* start Excerpted text *

Oh man you are really opening a can of worms with this thread.

I think I better leave it alone, given my wife is 20 years younger than me, and way more computer smart than me.

And just if she read anything I typed beyond the stuff I have already said too many times about money.

I would likely die.

Cheers Allan


----------



## dan ford

My lovely wife said she was going to paint herself brown and stick leaves in her hair so maybe I would pay her more attention ! :-D 
Love this thread !!!


----------



## squirrel squasher

Before the slingshot addiction it was air soft. My mom constantly told me to get a different hobbie. So I saw Joerg and started making slingshots, but now she still wants me to have a different hobbie. She says that I am crazy because of the weapons taking up my life.


----------



## Aussie Allan In Thailand

Go back to airsoft, and super dooper modify yours like mine, to take steel ball ammo, to go clean through double flattened steel cans from 30 meters.

Think that called something like lethalmods.

Cheers Allan


----------



## BC-Slinger

Aussie Allan In Thailand said:


> Oh man you are really opening a can of worms with this thread.
> 
> I think I better leave it alone, given my wife is 20 years younger than me, and way more computer smart than me.
> 
> And just if she read anything I typed beyond the stuff I have already said too many times about money.
> 
> I would likely die.
> 
> Cheers Allan


20 years younger then you Allan... well done my freind  You should at least tell us a little story or two . 

Cheers

BC-Slinger


----------



## quarterinmynose

My wife is pretty undestanding......as long as I put up with endless dogshows. I swear with all the time i spend babysitting dogs while she is away I could have a first rate arsenal built right now.


----------



## Aussie Allan In Thailand

Ummm she is the best ever as a lad;, cooking Thai , japanese, Western like Spag Bol, Carbonara, all my stews, BBQ steaks Tuna casseroles etc.; also keeping the home spotless.

Sex well don't ask, and I will not tell; but eat your hearts out guys.

Although she is University qual. Language teacher/translator Thai. Japanese of course dual Nationality, English and Malay; and NEVER a Bargirl. So although myself much better in the maths, physics, etc. areas; she is much smarter than me in the language, crafty areas.

Cheers Allan


----------



## LVO

quarterinmynose said:


> My wife is pretty undestanding......as long as I put up with endless dogshows. I swear with all the time i spend babysitting dogs while she is away I could have a first rate arsenal built right now.

* end Excerpted text *
* start Data supplied *

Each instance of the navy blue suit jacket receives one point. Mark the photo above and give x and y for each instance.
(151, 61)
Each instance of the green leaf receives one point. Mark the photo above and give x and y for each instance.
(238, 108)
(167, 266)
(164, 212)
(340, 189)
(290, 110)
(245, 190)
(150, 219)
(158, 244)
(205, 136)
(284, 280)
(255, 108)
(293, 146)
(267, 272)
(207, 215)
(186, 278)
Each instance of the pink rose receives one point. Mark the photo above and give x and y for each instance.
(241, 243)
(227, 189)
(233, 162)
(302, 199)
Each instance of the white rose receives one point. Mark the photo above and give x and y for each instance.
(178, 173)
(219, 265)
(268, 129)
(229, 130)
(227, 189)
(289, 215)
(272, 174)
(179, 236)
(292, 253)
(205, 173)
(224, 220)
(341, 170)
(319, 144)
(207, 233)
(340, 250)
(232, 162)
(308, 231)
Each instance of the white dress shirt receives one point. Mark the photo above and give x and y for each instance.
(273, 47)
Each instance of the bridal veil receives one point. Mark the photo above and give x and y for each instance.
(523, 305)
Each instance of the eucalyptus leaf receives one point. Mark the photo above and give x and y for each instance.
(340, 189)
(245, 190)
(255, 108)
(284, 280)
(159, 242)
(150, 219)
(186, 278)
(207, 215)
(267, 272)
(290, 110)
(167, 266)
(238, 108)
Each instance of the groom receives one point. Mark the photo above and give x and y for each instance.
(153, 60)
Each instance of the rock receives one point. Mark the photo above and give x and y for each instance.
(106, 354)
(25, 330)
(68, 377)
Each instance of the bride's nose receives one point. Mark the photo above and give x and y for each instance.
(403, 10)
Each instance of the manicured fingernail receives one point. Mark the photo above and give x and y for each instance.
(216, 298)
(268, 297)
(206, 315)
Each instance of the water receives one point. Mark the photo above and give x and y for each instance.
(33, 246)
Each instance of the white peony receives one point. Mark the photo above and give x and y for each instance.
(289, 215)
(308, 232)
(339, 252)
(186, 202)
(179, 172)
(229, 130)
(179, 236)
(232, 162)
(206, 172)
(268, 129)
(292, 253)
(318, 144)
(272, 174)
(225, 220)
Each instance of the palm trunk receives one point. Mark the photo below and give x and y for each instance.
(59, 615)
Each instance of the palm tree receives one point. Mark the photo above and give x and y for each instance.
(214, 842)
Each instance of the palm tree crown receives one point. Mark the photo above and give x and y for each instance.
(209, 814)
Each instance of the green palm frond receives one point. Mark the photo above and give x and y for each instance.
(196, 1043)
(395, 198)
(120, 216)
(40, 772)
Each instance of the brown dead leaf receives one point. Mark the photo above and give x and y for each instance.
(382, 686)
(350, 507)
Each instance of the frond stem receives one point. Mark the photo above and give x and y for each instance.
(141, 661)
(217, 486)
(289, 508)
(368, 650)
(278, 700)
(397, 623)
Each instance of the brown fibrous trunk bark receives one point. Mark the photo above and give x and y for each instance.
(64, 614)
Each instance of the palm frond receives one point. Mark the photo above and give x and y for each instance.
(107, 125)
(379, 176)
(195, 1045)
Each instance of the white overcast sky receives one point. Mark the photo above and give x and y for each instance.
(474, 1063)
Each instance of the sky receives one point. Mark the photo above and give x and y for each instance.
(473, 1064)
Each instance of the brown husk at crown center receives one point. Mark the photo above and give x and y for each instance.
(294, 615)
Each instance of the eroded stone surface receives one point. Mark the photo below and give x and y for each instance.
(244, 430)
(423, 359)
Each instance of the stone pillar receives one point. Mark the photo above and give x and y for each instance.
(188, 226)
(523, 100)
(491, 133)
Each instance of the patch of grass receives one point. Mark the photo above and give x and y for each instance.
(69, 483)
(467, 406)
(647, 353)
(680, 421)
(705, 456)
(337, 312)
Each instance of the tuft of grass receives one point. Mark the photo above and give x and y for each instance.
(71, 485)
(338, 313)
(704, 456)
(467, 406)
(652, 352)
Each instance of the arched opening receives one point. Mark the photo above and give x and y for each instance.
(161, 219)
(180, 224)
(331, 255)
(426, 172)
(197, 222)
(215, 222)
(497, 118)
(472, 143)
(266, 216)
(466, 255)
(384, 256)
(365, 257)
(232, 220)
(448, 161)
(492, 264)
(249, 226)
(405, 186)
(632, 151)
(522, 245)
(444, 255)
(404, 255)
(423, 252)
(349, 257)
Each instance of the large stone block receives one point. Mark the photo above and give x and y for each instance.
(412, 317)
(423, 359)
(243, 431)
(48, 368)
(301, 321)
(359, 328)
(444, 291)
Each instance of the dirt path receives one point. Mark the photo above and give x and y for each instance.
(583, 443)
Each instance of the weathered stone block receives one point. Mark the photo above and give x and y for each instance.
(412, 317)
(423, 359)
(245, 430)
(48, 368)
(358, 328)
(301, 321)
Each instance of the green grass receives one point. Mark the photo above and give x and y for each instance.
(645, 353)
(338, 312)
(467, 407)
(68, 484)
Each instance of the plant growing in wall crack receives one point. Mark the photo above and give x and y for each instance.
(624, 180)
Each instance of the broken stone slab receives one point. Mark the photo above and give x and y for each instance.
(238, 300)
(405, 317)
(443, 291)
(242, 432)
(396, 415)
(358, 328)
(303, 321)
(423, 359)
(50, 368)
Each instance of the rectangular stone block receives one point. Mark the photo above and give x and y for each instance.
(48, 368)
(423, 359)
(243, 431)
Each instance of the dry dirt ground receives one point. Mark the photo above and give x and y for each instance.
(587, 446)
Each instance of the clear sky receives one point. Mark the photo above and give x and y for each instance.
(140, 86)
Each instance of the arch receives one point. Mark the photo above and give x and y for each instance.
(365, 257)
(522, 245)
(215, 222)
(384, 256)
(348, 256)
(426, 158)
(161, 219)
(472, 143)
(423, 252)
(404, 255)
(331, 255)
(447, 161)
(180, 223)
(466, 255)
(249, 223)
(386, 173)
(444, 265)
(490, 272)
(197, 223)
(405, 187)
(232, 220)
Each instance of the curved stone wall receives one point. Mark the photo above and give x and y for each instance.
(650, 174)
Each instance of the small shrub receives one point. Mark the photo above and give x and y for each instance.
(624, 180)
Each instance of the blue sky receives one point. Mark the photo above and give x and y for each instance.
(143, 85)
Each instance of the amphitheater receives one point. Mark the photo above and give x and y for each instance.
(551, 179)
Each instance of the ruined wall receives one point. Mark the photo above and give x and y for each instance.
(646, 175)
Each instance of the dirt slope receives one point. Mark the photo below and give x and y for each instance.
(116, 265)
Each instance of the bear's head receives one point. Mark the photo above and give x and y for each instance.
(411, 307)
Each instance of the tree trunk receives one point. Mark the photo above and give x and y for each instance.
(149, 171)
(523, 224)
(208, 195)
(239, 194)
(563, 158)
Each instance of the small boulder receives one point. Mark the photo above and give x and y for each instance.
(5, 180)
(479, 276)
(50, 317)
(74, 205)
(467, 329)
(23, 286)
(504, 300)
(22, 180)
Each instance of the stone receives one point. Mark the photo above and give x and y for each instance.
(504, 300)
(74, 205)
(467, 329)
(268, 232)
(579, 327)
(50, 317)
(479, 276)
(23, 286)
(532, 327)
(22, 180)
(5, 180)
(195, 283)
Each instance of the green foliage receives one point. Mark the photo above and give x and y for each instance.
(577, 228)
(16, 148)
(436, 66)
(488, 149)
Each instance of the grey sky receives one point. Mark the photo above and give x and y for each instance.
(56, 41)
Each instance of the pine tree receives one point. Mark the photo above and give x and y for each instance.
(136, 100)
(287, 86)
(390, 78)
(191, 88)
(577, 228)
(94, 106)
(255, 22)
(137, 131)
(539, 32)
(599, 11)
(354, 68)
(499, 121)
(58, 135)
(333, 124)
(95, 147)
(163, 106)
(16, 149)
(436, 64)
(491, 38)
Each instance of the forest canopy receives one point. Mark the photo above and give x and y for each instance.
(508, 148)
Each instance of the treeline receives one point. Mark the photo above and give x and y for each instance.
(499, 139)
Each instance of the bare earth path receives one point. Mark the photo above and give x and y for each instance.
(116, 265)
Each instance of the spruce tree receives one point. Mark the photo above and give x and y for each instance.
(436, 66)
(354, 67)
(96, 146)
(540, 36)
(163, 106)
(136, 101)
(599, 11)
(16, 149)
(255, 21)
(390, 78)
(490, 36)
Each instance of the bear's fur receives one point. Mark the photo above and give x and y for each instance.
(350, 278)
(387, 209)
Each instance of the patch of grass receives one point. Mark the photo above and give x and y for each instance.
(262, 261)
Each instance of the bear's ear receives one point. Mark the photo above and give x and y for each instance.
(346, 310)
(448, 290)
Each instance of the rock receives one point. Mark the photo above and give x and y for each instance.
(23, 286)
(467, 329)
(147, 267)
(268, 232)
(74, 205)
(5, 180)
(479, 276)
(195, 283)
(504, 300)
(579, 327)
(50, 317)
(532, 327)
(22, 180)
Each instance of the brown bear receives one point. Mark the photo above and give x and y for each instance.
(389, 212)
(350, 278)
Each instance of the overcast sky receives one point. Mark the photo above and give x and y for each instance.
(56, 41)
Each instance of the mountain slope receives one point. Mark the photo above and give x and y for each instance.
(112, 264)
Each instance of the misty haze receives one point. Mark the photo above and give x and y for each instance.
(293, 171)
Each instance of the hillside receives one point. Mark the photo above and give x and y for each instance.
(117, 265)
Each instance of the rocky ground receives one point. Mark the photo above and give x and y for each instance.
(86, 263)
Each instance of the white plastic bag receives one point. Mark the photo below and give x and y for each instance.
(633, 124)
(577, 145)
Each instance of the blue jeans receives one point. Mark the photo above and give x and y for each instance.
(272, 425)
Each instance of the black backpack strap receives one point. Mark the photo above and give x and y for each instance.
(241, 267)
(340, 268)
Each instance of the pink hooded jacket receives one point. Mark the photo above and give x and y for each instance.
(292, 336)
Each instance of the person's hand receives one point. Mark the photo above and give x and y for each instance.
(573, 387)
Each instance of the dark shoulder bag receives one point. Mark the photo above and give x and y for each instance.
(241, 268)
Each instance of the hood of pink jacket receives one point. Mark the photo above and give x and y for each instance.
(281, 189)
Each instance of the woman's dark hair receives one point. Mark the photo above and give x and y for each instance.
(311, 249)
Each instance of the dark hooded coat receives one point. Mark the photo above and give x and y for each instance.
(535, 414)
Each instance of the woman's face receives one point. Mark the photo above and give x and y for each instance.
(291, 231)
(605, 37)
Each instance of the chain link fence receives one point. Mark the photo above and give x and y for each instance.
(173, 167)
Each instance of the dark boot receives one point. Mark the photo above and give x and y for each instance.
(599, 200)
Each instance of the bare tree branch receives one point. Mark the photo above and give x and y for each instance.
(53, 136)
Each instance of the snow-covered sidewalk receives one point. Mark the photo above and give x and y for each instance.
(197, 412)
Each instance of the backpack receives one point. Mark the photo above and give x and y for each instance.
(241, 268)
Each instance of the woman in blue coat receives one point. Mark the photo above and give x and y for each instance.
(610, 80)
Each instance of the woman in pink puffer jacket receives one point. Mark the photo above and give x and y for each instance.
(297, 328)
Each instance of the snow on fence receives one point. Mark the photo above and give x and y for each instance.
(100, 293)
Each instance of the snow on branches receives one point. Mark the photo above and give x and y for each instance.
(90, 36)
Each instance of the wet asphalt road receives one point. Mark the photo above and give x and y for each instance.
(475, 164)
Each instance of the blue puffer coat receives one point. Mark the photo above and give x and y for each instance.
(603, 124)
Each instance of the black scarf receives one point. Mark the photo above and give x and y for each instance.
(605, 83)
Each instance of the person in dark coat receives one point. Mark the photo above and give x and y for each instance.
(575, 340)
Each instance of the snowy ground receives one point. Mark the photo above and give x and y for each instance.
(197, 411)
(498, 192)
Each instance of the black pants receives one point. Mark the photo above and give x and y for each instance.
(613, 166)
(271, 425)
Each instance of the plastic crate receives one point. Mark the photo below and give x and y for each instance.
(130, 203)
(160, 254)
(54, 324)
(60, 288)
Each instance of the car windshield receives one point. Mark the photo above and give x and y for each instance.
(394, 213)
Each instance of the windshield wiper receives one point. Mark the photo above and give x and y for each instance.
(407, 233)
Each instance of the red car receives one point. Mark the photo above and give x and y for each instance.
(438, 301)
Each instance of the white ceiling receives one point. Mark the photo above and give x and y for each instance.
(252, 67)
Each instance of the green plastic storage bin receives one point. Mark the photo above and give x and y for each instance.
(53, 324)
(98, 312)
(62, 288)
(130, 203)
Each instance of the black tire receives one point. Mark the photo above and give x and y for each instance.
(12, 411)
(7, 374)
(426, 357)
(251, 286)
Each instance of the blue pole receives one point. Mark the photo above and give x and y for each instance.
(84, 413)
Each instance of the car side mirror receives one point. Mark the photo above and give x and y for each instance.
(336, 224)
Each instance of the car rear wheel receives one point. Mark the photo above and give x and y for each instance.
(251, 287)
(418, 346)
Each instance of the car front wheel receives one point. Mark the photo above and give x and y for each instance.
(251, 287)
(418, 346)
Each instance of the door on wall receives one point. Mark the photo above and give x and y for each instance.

* end Data supplied *

(Written task) Can you write out the forum thread from "Before the slingshot" up to and including "from 30 meters.", switching "steel cans" to "tin cans"? The material is separate from the forum thread.

(Solved problem)
Before the slingshot addiction it was air soft. My mom constantly told me to get a different hobbie. So I saw Joerg and started making slingshots, but now she still wants me to have a different hobbie. She says that I am crazy because of the weapons taking up my life.


----------



## Aussie Allan In Thailand

Go back to airsoft, and super dooper modify yours like mine, to take steel ball ammo, to go clean through double flattened tin cans from 30 meters.